▶ [Task input]:

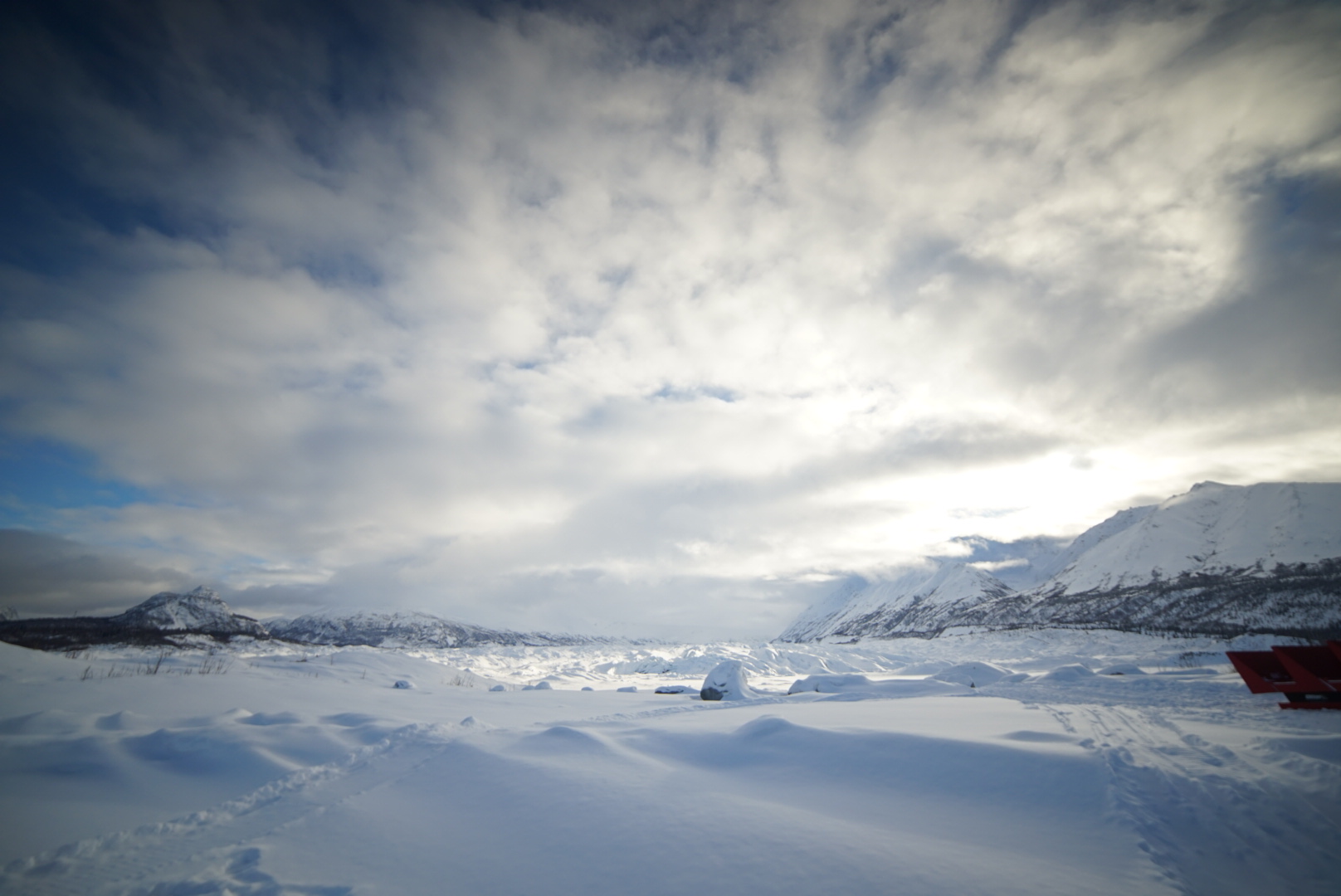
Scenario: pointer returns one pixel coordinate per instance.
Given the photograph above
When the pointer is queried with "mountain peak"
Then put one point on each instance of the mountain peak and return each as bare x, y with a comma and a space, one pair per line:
198, 611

▶ [Request]: Can you retype every entry above line for line, without changing a character, and leave the pictures out?

▶ [Task result]:
Scenario: pointer returns one pixel coordinate per instance.
Given the photograph above
When the pointer is queried with "mountain peak"
Then put one point on each instance of the mountain peak and return each as bare x, y with a comma and a space, one pair per line:
198, 611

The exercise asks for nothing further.